## PROVIDED TEXT
Hope Valley, R.I. — Princess Red Wing sits at the worn upright piano, playing the chords for "Majestic Sweetness Sits Enthroned" and singing softly to herself. "You know, I'm just doing what my ancestors have done for centuries when they stepped out of their wigwams and greeted the day. I'm singing the praise of my creator."
For much of her long life, Red Wing has been singing her song of praise, with Indian words but with what she hopes is a universal message.
Since 1945 she has been the squaw sachem of the New England Council of Chiefs. This honor permits her to wear the big bonnet and to perform the sacred ceremonies. She presides at weddings, baptisms and christenings, and at the festivals of Thanksgiving which the woodlands Indians hold not once but five times each year to thank their Maker.

## DATA SHOWN

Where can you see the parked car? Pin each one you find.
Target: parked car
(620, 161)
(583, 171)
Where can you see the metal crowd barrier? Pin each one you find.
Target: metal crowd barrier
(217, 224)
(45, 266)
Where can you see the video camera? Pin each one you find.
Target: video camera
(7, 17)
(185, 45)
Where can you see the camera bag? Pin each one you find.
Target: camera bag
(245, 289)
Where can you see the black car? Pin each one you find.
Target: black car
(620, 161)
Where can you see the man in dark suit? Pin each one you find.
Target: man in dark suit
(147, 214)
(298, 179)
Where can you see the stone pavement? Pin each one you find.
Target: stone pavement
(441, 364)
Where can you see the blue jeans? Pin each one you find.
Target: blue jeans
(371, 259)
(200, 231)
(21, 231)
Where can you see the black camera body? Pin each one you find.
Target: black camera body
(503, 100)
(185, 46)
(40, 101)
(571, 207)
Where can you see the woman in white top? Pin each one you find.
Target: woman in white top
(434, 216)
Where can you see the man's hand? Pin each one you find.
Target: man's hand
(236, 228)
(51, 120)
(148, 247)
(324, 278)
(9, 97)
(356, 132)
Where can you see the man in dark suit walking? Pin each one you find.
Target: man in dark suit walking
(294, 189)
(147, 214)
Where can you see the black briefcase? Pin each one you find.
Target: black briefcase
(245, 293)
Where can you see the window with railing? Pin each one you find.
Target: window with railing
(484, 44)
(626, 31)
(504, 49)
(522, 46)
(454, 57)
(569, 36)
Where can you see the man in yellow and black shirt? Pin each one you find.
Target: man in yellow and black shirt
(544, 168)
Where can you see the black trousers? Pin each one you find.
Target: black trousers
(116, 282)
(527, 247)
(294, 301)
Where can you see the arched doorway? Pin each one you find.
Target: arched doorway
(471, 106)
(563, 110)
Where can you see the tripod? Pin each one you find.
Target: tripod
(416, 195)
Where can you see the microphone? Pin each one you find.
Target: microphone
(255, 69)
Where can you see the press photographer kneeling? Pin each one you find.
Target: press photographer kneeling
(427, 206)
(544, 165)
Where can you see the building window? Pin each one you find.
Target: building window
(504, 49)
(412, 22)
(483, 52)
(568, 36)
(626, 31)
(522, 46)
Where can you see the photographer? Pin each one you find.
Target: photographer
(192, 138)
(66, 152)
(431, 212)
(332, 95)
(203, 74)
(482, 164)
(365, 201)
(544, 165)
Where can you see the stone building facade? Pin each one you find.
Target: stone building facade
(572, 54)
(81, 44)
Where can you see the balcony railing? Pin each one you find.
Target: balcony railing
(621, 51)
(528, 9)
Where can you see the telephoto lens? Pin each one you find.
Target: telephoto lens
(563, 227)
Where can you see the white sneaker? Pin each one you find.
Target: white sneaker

## TASK SET
[A] Reproduce word for word the part of the Princess Red Wing text above, beginning at the words "Hope Valley, R.I." and stopping after "a universal message.".
[B] Answer these questions from the Princess Red Wing text above:
(i) What piece is Red Wing playing the chords for at the piano?
(ii) Since what year has she been squaw sachem of the New England Council of Chiefs?
(iii) How many times each year do the woodlands Indians hold their festivals of Thanksgiving?

## EXPECTED RESPONSES
[A]
Hope Valley, R.I. — Princess Red Wing sits at the worn upright piano, playing the chords for "Majestic Sweetness Sits Enthroned" and singing softly to herself. "You know, I'm just doing what my ancestors have done for centuries when they stepped out of their wigwams and greeted the day. I'm singing the praise of my creator."
For much of her long life, Red Wing has been singing her song of praise, with Indian words but with what she hopes is a universal message.

[B]
(i) "Majestic Sweetness Sits Enthroned"
(ii) 1945
(iii) Five times